Object location annotation data:
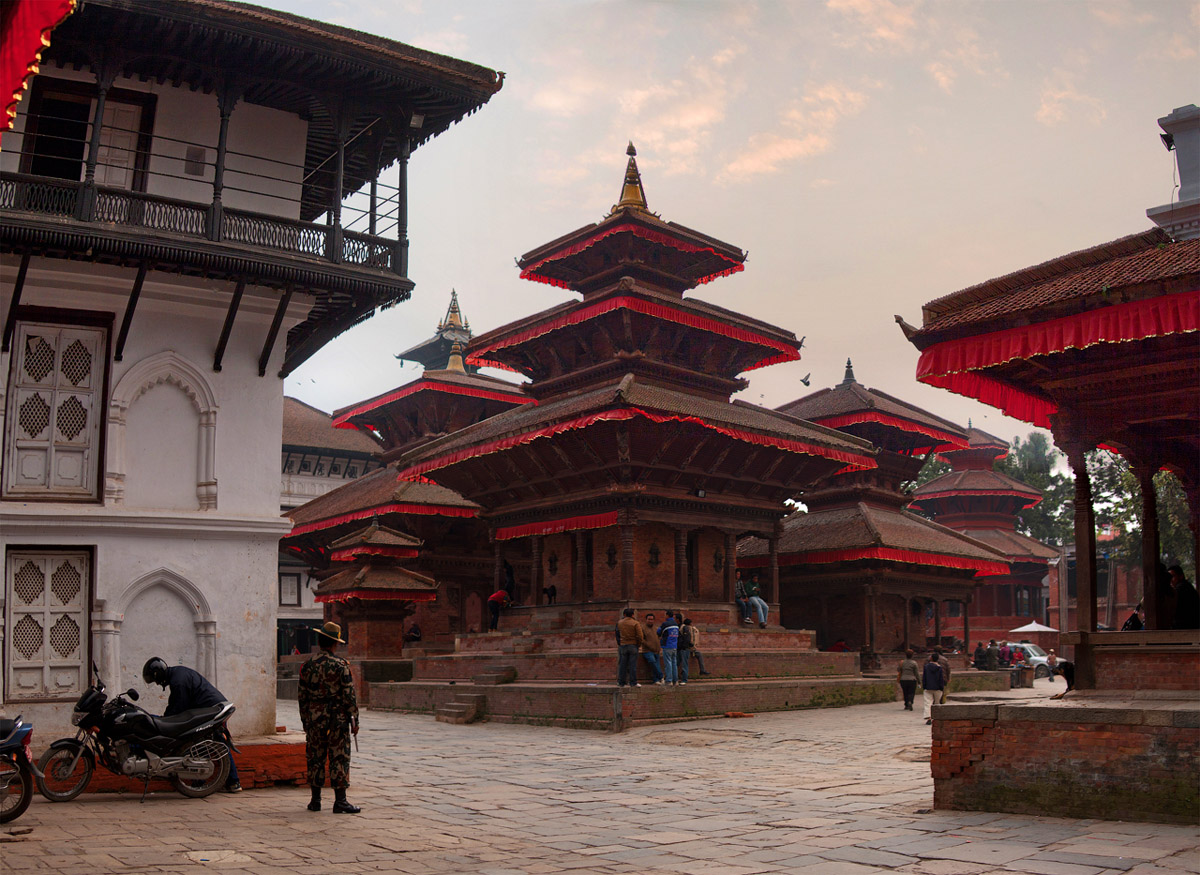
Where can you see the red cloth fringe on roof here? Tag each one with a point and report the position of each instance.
(571, 523)
(982, 568)
(24, 35)
(342, 421)
(853, 460)
(784, 351)
(377, 595)
(658, 237)
(430, 509)
(845, 419)
(953, 365)
(348, 553)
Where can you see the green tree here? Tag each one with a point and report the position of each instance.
(1032, 461)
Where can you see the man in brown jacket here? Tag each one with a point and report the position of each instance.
(630, 636)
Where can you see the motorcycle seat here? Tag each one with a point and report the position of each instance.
(183, 721)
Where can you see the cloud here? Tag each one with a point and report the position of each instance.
(881, 23)
(1062, 100)
(807, 126)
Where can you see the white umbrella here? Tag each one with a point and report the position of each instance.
(1031, 627)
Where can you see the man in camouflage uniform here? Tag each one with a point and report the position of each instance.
(329, 712)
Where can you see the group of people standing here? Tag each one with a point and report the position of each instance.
(667, 649)
(934, 678)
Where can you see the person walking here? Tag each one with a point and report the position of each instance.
(694, 651)
(652, 649)
(189, 689)
(933, 682)
(754, 599)
(907, 675)
(669, 637)
(329, 713)
(630, 636)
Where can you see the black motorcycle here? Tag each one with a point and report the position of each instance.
(17, 768)
(190, 749)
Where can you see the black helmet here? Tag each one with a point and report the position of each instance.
(155, 671)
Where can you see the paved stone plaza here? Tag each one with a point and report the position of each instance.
(841, 791)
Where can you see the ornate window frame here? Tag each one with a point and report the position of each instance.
(174, 369)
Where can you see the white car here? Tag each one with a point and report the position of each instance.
(1035, 655)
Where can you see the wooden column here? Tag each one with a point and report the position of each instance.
(227, 100)
(535, 577)
(1150, 547)
(580, 570)
(681, 564)
(1085, 567)
(731, 567)
(627, 559)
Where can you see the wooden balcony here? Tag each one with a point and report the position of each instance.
(136, 211)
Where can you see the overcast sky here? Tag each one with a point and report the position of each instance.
(869, 155)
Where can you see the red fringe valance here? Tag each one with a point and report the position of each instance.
(349, 553)
(784, 351)
(958, 493)
(657, 237)
(954, 365)
(342, 421)
(571, 523)
(952, 441)
(366, 514)
(983, 568)
(855, 461)
(24, 35)
(377, 595)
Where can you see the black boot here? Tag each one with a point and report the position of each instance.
(341, 805)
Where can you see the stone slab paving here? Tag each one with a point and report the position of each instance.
(844, 791)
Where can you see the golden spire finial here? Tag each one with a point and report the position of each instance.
(455, 361)
(633, 195)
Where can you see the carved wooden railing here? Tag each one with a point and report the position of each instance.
(54, 197)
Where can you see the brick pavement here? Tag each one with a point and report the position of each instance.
(841, 791)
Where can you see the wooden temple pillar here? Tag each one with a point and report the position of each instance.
(580, 569)
(627, 555)
(731, 567)
(681, 564)
(535, 580)
(1150, 547)
(1085, 563)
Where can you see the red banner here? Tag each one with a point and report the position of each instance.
(954, 365)
(570, 523)
(982, 568)
(25, 29)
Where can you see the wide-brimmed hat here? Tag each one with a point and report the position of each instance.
(333, 631)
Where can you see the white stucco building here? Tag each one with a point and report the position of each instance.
(174, 243)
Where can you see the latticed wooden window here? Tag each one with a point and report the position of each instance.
(46, 615)
(52, 425)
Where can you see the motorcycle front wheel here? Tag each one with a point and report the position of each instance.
(63, 783)
(16, 787)
(202, 754)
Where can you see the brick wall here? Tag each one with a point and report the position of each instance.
(1069, 761)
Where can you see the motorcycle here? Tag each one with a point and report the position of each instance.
(190, 749)
(17, 768)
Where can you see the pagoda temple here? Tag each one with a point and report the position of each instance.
(981, 502)
(454, 547)
(631, 474)
(857, 565)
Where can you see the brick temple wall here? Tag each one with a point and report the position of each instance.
(1119, 762)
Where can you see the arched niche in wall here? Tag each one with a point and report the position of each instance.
(162, 613)
(180, 413)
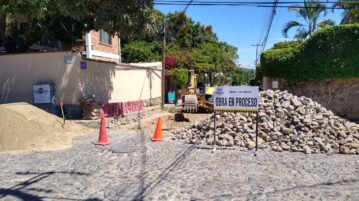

**EXERCISE INSTRUCTIONS:** Extract all of the data above, line for line and word for word, leaving out the pictures.

**RESULT OF THIS TASK:**
Where can you see the red cloth fringe on roof here? Tag each one with a point and report the position of each instance.
(571, 523)
(982, 568)
(24, 35)
(342, 421)
(853, 460)
(784, 351)
(377, 595)
(658, 237)
(430, 509)
(845, 419)
(953, 365)
(348, 553)
Where can you see the green tree here? Tag each one with a point and report the position of each instance.
(1032, 461)
Where can you see the man in brown jacket here? Tag each one with a point and report the position of each instance.
(630, 636)
Where can you see the motorcycle seat here? Tag each one with a point and report the position of each instance.
(183, 721)
Where can you see the cloud here? Tag each one with a point and report the position of each instance.
(881, 23)
(1062, 100)
(807, 126)
Where can you see the white umbrella here? Tag each one with a point and report the position of each instance.
(1031, 627)
Where can you see the man in camouflage uniform here? Tag each one with a point and report the position of each instance.
(329, 712)
Where can you see the group of people standing here? Tag each one with a point and report the position of each instance.
(667, 649)
(934, 678)
Where can you see the person walking here? Tag each one with a point and report the position of each instance.
(694, 651)
(652, 649)
(189, 689)
(933, 682)
(754, 599)
(907, 675)
(669, 637)
(329, 713)
(630, 636)
Where can you see the black motorcycle here? Tag each one with a point and report the position of each instance.
(17, 768)
(190, 749)
Where can you see the black helmet here? Tag each one with a point and report the position of each instance.
(155, 671)
Where can you see the paved stone plaza here? Tag each one with a point and report the position of each instance.
(841, 791)
Where can you see the ornate window frame here? Tag each one with a point and report the position of each instance.
(174, 369)
Where can you see the white car here? Tag each one with a point and report the position of each instance.
(1035, 655)
Where can you see the wooden column here? Tag each one with a point and report the position of each instance.
(227, 100)
(535, 577)
(1150, 547)
(580, 570)
(681, 564)
(1085, 567)
(731, 567)
(627, 559)
Where can you see the wooden balcony here? Tag each one with a point and report the position of each instance.
(136, 211)
Where can you see the overcast sky here? Tag each one with a point and report the position of each instance.
(869, 155)
Where can you see the red fringe valance here? Tag each one with a point and report the position of each instance.
(349, 553)
(784, 351)
(958, 493)
(657, 237)
(954, 365)
(342, 421)
(571, 523)
(952, 441)
(366, 514)
(983, 568)
(855, 461)
(24, 35)
(377, 595)
Where can you see the black boot here? Tag each one with a point and report the position of each instance.
(341, 805)
Where can you see the stone slab paving here? Tag each one with a point and report the position of each instance.
(844, 791)
Where can you see the golden spire finial here? Tag each one with a point and report the position of each instance.
(455, 361)
(633, 195)
Where can you see the carved wooden railing here? Tag each one with a point and report the position of each instance.
(54, 197)
Where can you see the brick pavement here? Tag each one with a point and report the position of each instance.
(841, 791)
Where can you see the wooden temple pillar here? Tag each one with a point and report the position of each instance.
(580, 569)
(627, 555)
(731, 567)
(681, 564)
(535, 580)
(1150, 547)
(1085, 563)
Where can you see the red banner here? Tag each one with a point and report the position of each instance.
(954, 365)
(570, 523)
(982, 568)
(25, 29)
Where can you see the wide-brimmed hat here? Tag each one with a point and report the position of each instance.
(333, 631)
Where can you see the white stucco building here? Tag each one with a point and report the position of each instance.
(174, 243)
Where can you see the latticed wooden window here? Tag each one with a point and report the position of each instance.
(46, 615)
(52, 425)
Where can you see the motorcycle front wheel here? Tag each one with a point and report the position of each instance.
(63, 783)
(16, 787)
(202, 754)
Where can you see the brick wall here? Tag each one with a point and report the position of each instance.
(1069, 761)
Where can you see the motorcycle here? Tag each one with a point and report the position of each instance.
(190, 749)
(17, 768)
Where can you see the pagoda temple here? Tag each one with a point and report the position of each instance.
(981, 502)
(454, 547)
(631, 474)
(857, 565)
Where can you see the brick temple wall here? Tag each one with a point and report the position of each instance.
(1119, 762)
Where can you see the arched niche in wall here? Tag each one with a point and report the position of each instance.
(162, 613)
(180, 413)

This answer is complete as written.